== Vorgegebener Text ==

Ich wiederhole meine Frage: Welches Zielsystem?!

Also komisch ist das Du eine Fehlermeldung wegen LEN bekommst da die ja in der Standard.lib vorhanden ist.

Die SysFile.Lib in der sysFileOpen, sysFileWrite, sysFileClose vorhanden ist, findest Du da es sich ja um eine Systemfunktion handelt, im Target Ordner des entsprechenden Targets zum Zielsystem.

Bei mir da ich als Zielsystem die RTE verwende:
C:\Programme\Gemeinsame Dateien\CAA-Targets\3S\Lib_NTRT


----------



## Schmittschmitt (21 Juli 2011)

Ich möchte den speicherpfad überprüfen ob er vorhanden ist. Wie könnte ich das realisieren???


----------



## Oberchefe (21 Juli 2011)

wie wäre es, wenn Du erst mal Zotos Frage beantwortest:



> Welches Zielsystem?!


----------



## Schmittschmitt (22 Juli 2011)

Das zielsystem ist ein Touch Panel von Micro Innovation. Auf diesen Touch Panel läuft WinCE 5.0.

===
== Datenauszüge ==

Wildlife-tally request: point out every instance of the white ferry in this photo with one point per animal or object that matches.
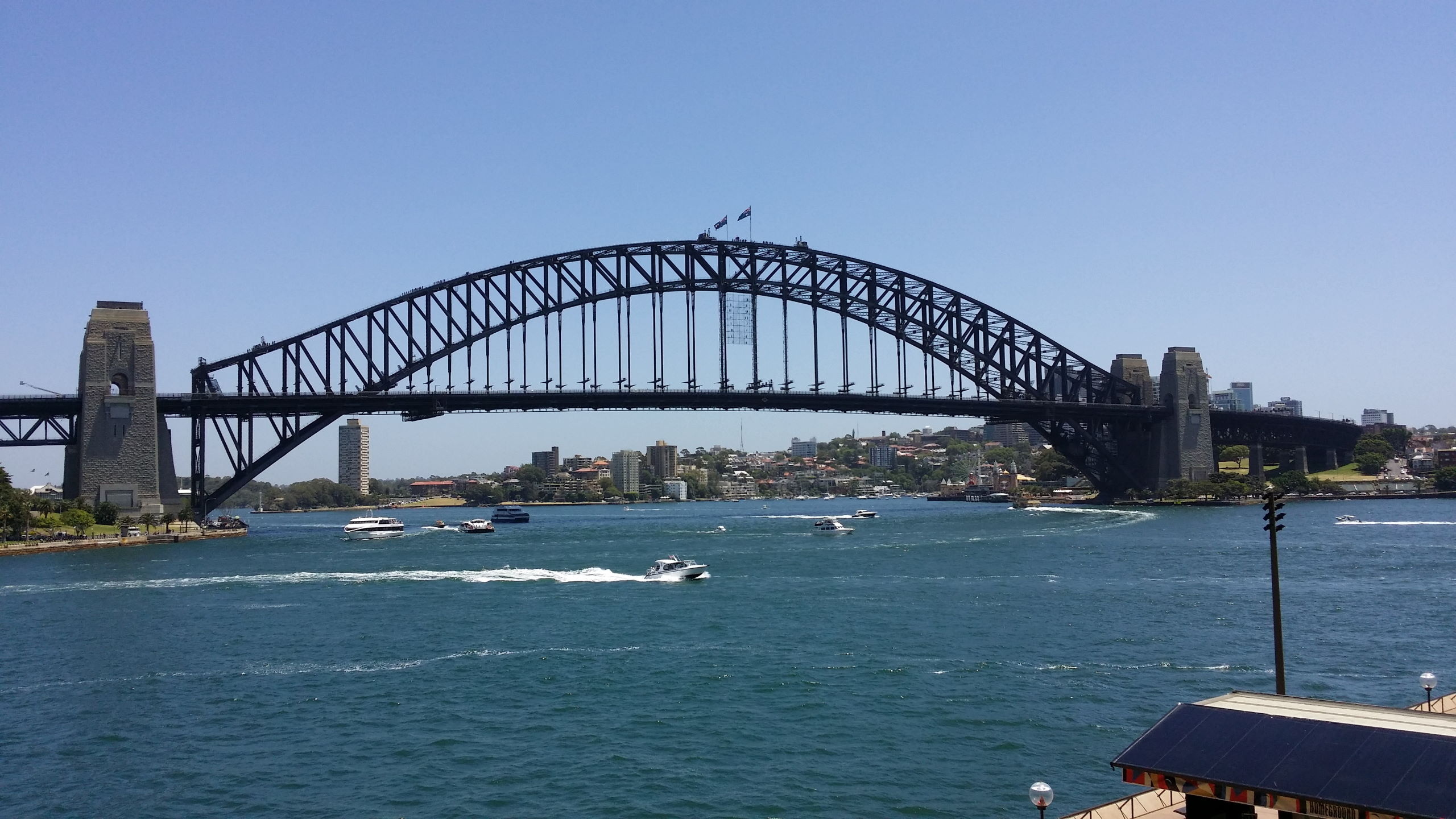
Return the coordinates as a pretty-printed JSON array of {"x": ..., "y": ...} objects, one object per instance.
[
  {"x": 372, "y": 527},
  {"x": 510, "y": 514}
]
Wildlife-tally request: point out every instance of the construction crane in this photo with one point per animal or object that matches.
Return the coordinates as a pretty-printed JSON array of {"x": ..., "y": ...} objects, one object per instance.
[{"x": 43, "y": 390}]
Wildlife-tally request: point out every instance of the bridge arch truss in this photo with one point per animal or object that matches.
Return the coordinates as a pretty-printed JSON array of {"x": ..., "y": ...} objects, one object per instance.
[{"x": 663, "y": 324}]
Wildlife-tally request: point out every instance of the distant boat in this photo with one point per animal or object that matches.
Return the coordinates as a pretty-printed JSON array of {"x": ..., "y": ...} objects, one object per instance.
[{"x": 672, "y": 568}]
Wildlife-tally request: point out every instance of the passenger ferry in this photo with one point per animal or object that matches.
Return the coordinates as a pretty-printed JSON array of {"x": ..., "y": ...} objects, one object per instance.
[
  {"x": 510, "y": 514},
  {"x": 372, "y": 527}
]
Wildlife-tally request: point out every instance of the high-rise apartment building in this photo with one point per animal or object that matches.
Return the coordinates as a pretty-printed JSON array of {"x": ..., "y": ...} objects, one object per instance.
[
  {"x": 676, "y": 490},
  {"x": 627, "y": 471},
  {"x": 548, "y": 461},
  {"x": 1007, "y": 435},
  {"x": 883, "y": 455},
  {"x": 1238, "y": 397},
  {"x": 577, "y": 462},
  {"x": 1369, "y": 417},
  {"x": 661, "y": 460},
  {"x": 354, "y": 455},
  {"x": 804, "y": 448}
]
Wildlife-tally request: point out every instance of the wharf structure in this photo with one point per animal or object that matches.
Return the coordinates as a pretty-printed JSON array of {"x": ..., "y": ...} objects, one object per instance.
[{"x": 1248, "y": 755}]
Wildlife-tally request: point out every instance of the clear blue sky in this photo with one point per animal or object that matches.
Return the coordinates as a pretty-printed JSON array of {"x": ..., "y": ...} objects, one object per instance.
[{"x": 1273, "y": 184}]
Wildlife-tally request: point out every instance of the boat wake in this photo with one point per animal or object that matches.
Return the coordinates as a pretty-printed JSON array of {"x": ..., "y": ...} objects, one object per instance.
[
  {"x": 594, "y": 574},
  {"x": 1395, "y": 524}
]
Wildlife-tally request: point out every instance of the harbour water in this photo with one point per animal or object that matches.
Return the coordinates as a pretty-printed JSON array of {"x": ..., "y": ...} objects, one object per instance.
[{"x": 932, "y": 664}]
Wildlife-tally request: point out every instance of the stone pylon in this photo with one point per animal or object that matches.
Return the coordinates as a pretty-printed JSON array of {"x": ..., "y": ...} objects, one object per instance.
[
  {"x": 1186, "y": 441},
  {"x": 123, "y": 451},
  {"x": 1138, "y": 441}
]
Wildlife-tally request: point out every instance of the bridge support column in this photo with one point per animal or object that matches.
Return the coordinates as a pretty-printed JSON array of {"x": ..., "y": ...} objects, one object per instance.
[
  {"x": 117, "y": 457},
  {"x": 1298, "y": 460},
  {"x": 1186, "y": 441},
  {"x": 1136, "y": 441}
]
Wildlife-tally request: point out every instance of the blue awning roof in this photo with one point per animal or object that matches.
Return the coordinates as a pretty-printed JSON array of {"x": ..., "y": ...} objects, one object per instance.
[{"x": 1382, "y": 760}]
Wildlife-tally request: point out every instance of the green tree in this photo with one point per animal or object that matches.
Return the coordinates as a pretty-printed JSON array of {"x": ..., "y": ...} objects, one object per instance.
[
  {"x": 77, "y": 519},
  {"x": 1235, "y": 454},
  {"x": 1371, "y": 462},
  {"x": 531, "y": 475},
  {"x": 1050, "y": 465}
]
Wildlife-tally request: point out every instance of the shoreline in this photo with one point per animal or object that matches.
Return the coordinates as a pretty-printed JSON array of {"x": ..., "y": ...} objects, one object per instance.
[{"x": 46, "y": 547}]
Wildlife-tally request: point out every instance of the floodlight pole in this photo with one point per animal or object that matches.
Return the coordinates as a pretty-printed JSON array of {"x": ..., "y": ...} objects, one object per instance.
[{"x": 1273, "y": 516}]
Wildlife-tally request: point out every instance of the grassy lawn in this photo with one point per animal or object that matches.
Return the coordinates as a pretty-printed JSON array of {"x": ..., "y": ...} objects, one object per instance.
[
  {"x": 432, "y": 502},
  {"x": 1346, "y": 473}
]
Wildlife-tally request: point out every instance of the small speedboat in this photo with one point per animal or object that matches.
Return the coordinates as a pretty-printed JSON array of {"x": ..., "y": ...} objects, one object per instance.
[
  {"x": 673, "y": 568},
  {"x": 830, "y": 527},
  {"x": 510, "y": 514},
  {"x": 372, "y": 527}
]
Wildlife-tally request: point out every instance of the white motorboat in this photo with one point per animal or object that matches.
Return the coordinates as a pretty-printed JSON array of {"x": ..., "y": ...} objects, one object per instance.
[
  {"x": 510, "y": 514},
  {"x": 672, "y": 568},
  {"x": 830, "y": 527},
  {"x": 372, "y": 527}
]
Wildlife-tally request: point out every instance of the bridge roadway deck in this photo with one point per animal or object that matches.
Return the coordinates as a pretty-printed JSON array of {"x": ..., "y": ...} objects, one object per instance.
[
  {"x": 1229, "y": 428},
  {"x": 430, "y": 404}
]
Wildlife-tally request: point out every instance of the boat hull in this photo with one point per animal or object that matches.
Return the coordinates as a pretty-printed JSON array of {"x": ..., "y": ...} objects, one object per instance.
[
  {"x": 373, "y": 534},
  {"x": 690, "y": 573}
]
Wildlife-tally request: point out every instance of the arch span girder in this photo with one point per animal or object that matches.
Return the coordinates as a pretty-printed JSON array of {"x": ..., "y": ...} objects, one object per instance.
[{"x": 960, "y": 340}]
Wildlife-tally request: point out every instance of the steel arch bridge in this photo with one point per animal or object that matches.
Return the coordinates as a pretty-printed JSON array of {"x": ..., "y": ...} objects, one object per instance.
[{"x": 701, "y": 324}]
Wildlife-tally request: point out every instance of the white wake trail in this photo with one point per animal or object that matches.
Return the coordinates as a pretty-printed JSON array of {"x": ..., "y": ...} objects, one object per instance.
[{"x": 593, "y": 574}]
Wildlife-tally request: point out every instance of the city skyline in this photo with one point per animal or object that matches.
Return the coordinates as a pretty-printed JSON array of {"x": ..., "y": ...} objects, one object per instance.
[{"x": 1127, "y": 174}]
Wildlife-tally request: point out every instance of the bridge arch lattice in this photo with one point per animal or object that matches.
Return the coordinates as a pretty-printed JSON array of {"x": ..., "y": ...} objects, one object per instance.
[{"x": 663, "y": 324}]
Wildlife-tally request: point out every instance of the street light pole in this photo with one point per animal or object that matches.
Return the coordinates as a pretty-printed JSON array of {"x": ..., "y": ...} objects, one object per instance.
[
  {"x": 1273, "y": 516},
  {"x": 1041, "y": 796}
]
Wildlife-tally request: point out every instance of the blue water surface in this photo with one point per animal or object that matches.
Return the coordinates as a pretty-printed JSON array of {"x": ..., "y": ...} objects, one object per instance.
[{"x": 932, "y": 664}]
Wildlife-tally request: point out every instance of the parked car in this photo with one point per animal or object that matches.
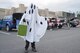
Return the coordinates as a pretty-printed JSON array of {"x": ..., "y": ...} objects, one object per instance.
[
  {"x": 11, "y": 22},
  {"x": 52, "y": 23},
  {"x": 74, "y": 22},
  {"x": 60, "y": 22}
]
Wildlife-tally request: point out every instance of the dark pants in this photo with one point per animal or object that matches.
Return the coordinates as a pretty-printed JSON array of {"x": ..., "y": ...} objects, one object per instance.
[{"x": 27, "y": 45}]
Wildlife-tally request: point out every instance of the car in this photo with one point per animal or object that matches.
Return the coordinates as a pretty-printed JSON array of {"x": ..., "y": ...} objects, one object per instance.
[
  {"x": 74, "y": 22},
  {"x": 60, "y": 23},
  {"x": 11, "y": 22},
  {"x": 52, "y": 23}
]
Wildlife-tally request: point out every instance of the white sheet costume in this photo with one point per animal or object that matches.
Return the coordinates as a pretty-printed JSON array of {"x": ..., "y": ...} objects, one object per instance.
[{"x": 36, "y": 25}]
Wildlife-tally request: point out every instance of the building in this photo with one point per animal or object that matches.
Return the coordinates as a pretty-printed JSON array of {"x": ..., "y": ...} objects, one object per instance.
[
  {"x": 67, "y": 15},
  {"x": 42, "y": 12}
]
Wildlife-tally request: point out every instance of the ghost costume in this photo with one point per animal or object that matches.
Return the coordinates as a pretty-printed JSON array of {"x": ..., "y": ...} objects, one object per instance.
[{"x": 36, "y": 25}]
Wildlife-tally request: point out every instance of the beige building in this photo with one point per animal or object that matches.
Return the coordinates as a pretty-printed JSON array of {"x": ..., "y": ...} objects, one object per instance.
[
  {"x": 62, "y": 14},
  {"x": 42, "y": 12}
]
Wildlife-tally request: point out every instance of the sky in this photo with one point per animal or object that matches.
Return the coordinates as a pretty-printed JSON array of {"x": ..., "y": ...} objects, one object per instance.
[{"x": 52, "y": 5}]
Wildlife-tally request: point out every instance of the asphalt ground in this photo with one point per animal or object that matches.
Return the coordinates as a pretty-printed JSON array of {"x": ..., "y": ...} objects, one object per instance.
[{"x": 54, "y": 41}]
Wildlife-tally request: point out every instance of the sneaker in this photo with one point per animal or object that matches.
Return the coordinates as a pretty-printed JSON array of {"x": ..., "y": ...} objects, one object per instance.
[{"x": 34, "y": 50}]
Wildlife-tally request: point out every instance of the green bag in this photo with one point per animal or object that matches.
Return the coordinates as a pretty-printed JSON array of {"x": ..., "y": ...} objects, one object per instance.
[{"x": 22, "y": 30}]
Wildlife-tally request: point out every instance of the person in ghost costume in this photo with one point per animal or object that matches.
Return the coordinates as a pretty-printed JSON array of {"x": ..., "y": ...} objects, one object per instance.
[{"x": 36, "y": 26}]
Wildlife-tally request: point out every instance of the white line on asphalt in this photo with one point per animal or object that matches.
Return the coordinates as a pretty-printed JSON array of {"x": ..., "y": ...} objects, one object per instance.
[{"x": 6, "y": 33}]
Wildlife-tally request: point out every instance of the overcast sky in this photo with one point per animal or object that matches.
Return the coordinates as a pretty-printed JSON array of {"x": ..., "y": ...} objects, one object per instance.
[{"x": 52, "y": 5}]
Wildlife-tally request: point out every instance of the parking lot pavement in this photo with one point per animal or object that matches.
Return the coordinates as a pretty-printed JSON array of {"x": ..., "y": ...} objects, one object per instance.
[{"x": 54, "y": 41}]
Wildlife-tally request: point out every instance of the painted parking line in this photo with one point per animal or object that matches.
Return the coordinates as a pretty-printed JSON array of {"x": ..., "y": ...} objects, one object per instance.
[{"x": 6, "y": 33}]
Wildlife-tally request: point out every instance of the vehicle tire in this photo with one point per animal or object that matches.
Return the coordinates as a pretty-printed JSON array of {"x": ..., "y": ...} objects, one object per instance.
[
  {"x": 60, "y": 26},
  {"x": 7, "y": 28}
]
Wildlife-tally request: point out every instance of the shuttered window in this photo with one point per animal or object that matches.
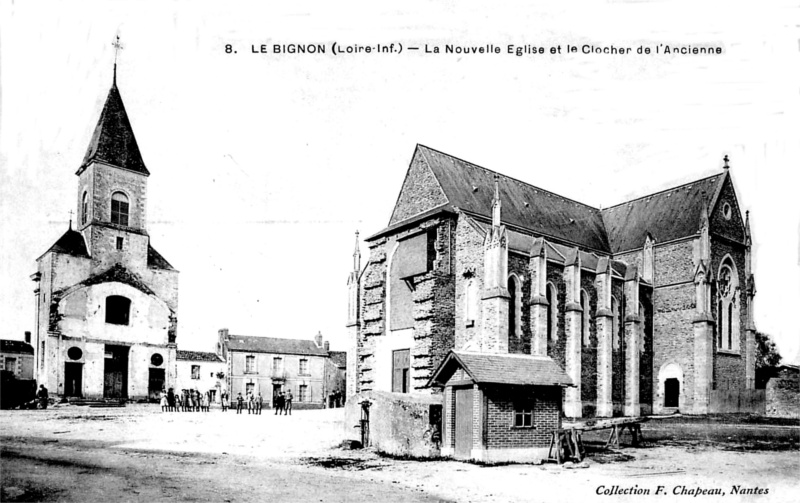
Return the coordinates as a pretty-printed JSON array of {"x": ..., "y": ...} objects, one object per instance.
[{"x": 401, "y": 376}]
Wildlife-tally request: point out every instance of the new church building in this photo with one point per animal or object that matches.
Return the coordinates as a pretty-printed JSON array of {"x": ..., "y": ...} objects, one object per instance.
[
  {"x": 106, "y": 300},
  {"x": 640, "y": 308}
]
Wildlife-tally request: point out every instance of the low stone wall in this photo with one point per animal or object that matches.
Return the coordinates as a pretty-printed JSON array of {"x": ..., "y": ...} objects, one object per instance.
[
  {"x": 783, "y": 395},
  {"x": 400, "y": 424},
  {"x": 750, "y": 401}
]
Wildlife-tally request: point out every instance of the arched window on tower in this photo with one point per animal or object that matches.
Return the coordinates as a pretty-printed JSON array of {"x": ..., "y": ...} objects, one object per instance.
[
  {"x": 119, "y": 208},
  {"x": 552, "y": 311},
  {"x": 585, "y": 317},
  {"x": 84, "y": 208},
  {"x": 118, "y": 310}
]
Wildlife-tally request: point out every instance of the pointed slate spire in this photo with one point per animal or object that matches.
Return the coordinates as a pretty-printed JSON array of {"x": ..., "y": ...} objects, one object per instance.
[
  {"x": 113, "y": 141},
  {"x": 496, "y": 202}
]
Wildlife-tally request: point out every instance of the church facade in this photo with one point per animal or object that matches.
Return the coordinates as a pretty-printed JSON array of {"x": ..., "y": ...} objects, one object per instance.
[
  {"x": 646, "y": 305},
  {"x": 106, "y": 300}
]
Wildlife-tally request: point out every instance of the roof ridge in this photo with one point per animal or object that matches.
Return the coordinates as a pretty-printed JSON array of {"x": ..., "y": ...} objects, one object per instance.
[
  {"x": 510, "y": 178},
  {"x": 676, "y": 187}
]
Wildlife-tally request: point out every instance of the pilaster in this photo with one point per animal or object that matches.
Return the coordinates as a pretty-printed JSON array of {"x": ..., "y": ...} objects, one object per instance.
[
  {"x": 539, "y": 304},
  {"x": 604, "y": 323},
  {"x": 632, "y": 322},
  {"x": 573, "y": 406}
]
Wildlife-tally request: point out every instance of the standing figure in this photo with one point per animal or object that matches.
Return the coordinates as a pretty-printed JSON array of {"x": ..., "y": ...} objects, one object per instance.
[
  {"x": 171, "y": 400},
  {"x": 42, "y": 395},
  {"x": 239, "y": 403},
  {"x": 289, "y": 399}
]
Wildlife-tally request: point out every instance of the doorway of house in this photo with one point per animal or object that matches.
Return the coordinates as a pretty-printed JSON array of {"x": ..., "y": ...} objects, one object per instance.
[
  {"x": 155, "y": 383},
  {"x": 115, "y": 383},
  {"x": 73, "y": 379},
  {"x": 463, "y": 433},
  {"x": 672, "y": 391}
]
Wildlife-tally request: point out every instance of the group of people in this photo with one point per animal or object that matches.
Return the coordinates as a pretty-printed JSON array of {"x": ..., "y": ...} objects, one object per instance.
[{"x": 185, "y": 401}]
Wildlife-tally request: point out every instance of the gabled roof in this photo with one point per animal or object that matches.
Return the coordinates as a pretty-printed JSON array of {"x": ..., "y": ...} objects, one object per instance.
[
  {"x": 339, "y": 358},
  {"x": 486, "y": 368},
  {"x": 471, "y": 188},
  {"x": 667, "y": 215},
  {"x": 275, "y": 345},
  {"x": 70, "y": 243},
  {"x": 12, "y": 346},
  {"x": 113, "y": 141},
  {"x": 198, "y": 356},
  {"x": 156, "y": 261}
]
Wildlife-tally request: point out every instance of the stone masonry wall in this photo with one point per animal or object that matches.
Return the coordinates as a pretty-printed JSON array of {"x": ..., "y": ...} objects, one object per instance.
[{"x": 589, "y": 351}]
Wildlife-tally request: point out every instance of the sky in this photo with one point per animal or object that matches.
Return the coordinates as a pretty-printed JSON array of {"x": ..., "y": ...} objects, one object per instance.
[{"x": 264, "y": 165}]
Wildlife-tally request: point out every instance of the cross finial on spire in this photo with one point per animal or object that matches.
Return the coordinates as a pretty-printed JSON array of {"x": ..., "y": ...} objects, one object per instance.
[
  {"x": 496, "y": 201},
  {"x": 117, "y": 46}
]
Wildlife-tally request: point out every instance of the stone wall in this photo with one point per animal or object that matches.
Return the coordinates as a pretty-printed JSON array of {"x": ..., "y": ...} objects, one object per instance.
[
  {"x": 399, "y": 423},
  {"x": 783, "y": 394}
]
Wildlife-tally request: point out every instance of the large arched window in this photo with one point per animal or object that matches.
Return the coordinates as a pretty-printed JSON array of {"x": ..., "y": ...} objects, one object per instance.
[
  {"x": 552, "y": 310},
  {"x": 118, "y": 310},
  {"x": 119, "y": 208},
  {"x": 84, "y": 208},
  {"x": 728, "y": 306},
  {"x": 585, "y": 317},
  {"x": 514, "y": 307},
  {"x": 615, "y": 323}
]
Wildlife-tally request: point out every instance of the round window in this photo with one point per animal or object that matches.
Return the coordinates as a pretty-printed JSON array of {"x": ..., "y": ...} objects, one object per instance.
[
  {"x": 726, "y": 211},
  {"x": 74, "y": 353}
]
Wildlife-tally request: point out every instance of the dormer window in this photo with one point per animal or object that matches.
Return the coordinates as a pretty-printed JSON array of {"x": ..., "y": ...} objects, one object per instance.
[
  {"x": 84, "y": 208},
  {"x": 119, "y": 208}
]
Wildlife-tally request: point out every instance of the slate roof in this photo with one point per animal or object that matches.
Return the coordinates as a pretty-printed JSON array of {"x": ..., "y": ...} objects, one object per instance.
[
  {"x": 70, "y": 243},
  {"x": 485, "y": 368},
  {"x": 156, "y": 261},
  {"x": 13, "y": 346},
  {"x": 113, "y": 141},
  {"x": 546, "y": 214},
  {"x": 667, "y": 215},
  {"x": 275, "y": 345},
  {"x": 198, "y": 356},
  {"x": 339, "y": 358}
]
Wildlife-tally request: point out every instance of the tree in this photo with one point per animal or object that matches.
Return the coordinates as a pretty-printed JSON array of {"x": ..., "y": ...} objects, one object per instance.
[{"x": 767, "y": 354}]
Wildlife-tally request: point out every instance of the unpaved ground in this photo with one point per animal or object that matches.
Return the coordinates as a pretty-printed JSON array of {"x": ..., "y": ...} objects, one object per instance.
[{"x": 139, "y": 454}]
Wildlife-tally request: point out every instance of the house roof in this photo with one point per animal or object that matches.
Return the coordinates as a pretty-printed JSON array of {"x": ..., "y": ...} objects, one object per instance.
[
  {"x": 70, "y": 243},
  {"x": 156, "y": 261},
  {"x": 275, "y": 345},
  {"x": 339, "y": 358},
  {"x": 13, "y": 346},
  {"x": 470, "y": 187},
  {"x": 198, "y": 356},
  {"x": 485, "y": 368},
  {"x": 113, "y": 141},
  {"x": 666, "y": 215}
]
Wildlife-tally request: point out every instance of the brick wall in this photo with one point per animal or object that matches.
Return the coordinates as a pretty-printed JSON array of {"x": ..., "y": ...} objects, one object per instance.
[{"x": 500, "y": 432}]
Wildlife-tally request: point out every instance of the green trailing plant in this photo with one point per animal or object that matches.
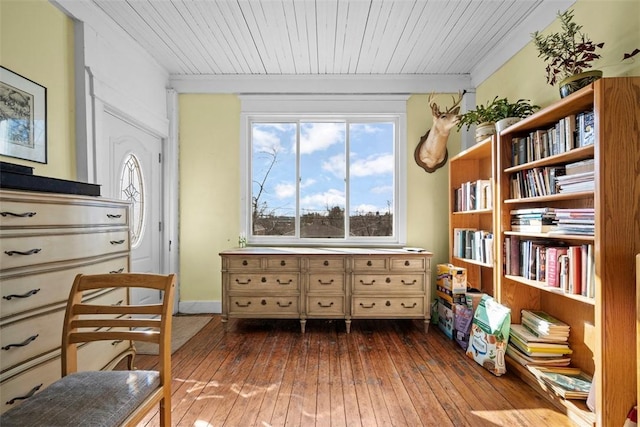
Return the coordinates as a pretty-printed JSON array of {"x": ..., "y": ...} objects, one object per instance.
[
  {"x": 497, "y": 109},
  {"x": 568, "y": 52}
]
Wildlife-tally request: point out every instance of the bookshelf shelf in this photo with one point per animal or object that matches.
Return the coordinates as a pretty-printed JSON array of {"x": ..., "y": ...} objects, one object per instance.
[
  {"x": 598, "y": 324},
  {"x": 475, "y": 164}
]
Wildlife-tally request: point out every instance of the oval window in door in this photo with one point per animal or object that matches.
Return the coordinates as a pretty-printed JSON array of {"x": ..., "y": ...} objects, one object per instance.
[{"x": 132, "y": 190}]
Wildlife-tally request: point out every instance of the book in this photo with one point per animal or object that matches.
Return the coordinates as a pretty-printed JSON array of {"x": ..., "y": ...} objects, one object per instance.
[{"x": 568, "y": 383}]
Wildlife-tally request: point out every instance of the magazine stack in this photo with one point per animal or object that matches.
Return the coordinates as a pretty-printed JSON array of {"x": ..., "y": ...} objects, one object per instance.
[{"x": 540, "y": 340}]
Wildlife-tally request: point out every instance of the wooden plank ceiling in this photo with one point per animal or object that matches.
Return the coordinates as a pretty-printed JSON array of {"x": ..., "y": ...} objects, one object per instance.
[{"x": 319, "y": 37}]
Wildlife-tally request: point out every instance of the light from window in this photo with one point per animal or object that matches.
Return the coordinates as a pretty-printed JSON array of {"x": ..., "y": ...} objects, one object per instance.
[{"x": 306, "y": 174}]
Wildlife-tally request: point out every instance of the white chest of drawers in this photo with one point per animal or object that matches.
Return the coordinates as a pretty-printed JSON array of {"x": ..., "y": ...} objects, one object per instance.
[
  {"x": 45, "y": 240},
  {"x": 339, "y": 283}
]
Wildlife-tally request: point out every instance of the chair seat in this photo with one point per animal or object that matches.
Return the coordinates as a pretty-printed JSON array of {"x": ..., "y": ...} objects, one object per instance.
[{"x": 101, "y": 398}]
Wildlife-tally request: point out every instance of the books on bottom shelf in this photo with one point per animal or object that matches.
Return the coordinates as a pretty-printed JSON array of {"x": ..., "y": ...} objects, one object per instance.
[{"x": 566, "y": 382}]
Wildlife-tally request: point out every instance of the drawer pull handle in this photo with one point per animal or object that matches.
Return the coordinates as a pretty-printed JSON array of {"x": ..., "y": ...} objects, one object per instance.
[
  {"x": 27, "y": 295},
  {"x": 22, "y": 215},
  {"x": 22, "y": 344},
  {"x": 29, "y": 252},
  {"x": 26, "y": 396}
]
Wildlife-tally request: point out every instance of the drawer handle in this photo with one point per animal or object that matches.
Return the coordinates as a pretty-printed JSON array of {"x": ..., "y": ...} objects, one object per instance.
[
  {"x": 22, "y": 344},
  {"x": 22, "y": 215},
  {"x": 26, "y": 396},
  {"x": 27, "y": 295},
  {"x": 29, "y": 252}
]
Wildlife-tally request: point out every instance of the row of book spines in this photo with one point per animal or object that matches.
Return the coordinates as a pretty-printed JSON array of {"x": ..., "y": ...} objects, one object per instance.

===

Aufgabenbeschreibung: Knüpfe bitte an den Forumsverlauf oben zur SysFile.Lib und zum Zielsystem an und führe ihn nach dem letzten Beitrag weiter.

Schriftliche Antwort:
----------



## Michael68 (14 Dezember 2011)

Hallo Zotos,

Sehr guter Beitrag!
Bei mir ist es eine WAGO 750-841 und folglich CoDeSys
Läuft und alles gut, aber  es scheibt keine Datei ... was ist noch zu bedachten?
Zielsystemeinstellungen? Visu einschalten? Bin ratlos!

Bitte im einen Tipp - Danke


----------



## gravieren (14 Dezember 2011)

Hi

OSCAT hat da was "fertiges" .
Infos / Variablen aufzeichnen. (Auch mit Delta-Aufzeichnung)
Die erzeugte Datei wird anschließend auf Wunsch zu einem NAS-Laufwerk übertragen. (Oder Server)


Gruß Karl


----------



## danhw (19 Dezember 2011)

den Satz verstehe ich nicht... würde mich auch interessieren. Anyone?
Grüße
danhw


----------



## gravieren (19 Dezember 2011)

Hi


danhw schrieb:


> den Satz verstehe ich nicht... würde mich auch interessieren. Anyone?
> Grüße
> danhw


Solltest du mich meinen  ?   (Ups, da fehlen ja etliche Zeichen   )


Falls ja:

Zur Homepage gehen --> www.oscat.de  .

Dateien downloaden -->   oscat_basic_332  und codesys_network_112 

Achtung, NICHT die S7 oder PcWorx  laden.

Die Handbücher hierzu sind auch sinnvoll.

Die Networklib öffnen.
Hierin sind Demo-Programme zu finden.
Nimm das passende Demo-Programm, es ist vieles realisiert, das du benötigst.

Gruß Karl


----------



## danhw (19 Dezember 2011)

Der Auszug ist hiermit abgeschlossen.